┌─ TEXTE DE LECTURE
Forte mobilisation des enseignants
Répondant à la demande de l’ensemble des organisations syndicales représentatives de la fonction publique, Guillaume Kasbarian avait été contraint d’accorder une audience le 7 novembre dernier. L’abandon de la suppression des catégories C, B et A de la fonction publique, envisagée au titre du projet de loi dit « Guerini », avait été obtenu. Mais le compte n’y était pas, le ministre restant sur ses positions pour l’ensemble des autres mesures de recul social.
Dans le concert des provocations en tous genre, Nicolas Sarkozy s’est quant à lui autorisé à fustiger les professeurs des écoles. Lesquels ne travailleraient, selon l’ancien président de la République — par ailleurs condamné à plusieurs reprises — « que six mois par an et vingt-quatre heures par semaine ». Et ce dernier d’ajouter que la France « ne pouvait plus se permettre de payer un million de profs ». Cette nouvelle attaque tout en finesse a représenté la goutte d’eau faisant déborder le vase. Le projet de suppression de 4 000 postes ne passe non plus quand les classes surchargées sont légion.
Par conséquent, le cortège enseignant a été le plus fourni dans le défilé des quelque 5 000 manifestants grenoblois. Un responsable du syndicat FSU a ainsi livré les chiffres de la mobilisation dans le département. Dans le premier degré, ce sont 65 % des professeurs des écoles qui étaient en grève, avec 120 établissements entièrement fermés. Pour le second degré, il se référait aux chiffres nationaux qui donnaient environ 50 % de grévistes.
Dans cette profession, les trois jours de carence passent particulièrement mal. Les enseignants travaillent au quotidien au contact des enfants. Les risques d’infection, pendant les périodes d’épidémies hivernales, sont constants. Les professeurs amenés à renoncer aux arrêts de travail en cas de maladie légère seront à leur tour vecteurs de propagation. Sans compter les effets des reculs de l’âge de la retraite, qui fragilisent encore la santé des personnels.
└─
┌─ DONNÉES EXTRAITES
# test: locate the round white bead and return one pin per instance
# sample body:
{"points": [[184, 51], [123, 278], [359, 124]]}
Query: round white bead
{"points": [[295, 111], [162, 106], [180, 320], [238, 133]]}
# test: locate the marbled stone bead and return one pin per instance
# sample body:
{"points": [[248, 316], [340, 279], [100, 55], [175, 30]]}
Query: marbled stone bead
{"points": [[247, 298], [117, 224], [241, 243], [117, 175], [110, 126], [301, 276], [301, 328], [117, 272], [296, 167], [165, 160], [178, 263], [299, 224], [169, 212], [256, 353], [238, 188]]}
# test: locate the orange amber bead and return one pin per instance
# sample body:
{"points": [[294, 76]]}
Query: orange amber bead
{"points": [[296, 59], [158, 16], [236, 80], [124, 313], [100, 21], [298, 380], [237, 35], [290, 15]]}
└─
-- ACTIVITÉ A --
Dressez la liste des chiffres de la mobilisation que le responsable de la FSU a communiqués, selon le texte de lecture.
-- ACTIVITÉ B --
D'après le texte de lecture, combien de manifestants ont défilé à Grenoble ?
-- ACTIVITÉ C --
Recopiez le passage du texte de lecture qui commence par « Dans le concert » et va jusqu'à « surchargées sont légion. ».

-- VOTRE RÉPONSE A --
- 65 % des professeurs des écoles en grève dans le premier degré
- 120 établissements entièrement fermés
- environ 50 % de grévistes dans le second degré, d'après les chiffres nationaux

-- VOTRE RÉPONSE B --
Quelque 5 000 manifestants.

-- VOTRE RÉPONSE C --
Dans le concert des provocations en tous genre, Nicolas Sarkozy s’est quant à lui autorisé à fustiger les professeurs des écoles. Lesquels ne travailleraient, selon l’ancien président de la République — par ailleurs condamné à plusieurs reprises — « que six mois par an et vingt-quatre heures par semaine ». Et ce dernier d’ajouter que la France « ne pouvait plus se permettre de payer un million de profs ». Cette nouvelle attaque tout en finesse a représenté la goutte d’eau faisant déborder le vase. Le projet de suppression de 4 000 postes ne passe non plus quand les classes surchargées sont légion.